Stated task: Retype every one of the entries below word for word, but omit the pictures from what you write.

Location identification entries:
-- START --
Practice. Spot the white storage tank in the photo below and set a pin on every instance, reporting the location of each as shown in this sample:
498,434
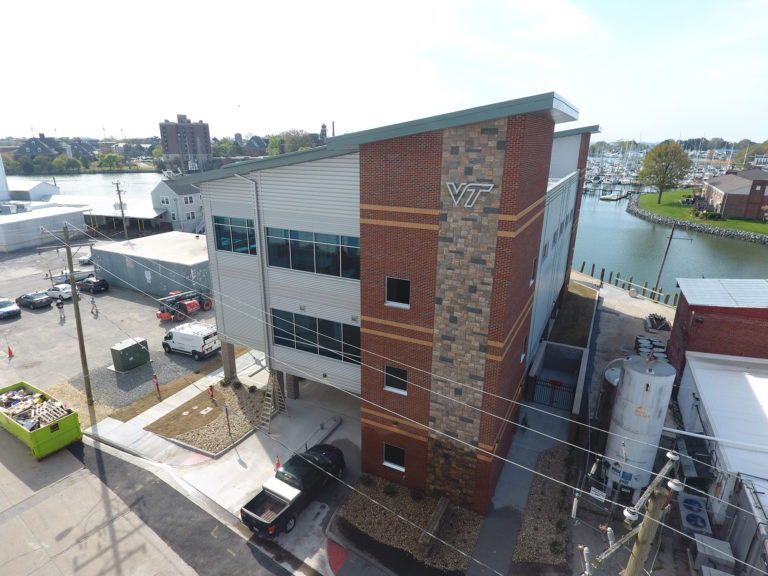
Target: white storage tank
639,410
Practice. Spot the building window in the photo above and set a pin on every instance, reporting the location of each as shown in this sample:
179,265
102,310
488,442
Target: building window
394,457
398,292
316,335
396,379
235,234
329,254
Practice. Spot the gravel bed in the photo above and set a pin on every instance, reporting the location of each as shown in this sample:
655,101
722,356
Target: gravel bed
244,407
543,532
396,542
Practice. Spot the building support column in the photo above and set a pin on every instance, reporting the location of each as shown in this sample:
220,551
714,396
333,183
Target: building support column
290,385
228,360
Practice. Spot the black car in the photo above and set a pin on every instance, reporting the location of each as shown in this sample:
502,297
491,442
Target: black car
92,285
34,300
312,467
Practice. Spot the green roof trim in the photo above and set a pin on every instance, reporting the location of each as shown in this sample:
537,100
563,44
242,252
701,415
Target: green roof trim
594,129
559,109
262,163
551,103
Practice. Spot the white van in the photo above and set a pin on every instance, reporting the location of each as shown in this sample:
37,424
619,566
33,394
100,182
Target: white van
-- END --
Written reply:
Practice. Spot the white storage tank in the photo below and set a pin on every instance, reporting the location of each as shown in this sample:
498,434
Target: white storage tank
639,410
Practice. Spot the building window in the photo above and set a pin on every instance, reporting the location of each as shown in this sample:
179,265
102,310
488,442
Target: building window
394,457
398,292
316,335
396,379
235,234
329,254
Practice. Spot the gravel bed in the photo above and set a pin on every instance, reporting the location of each as shown in this sample:
655,101
722,356
Target: gravel bed
244,407
543,532
396,542
Practice. Spot the building support column in the photo above and set a pin on every instance, reporting the location of each as shown in this sample:
220,551
714,396
333,183
Target: building support column
290,385
228,360
Practice. Spot the black car in the photo above and set a pin on every instance, reporting the location of each as shown in this sample:
502,297
491,442
Target: black car
92,285
34,300
312,467
Practice. Spot the green roof trim in the photo above and set a pin on every instance, reporting the location of each as shown in this sample:
537,100
563,44
242,252
701,415
Target: green roof trim
594,129
559,109
262,163
551,103
Practice. Spot the white van in the photo above and set a pin on every instance, reporting the location of each as shown in this sample:
37,424
619,566
33,394
100,182
Target: white van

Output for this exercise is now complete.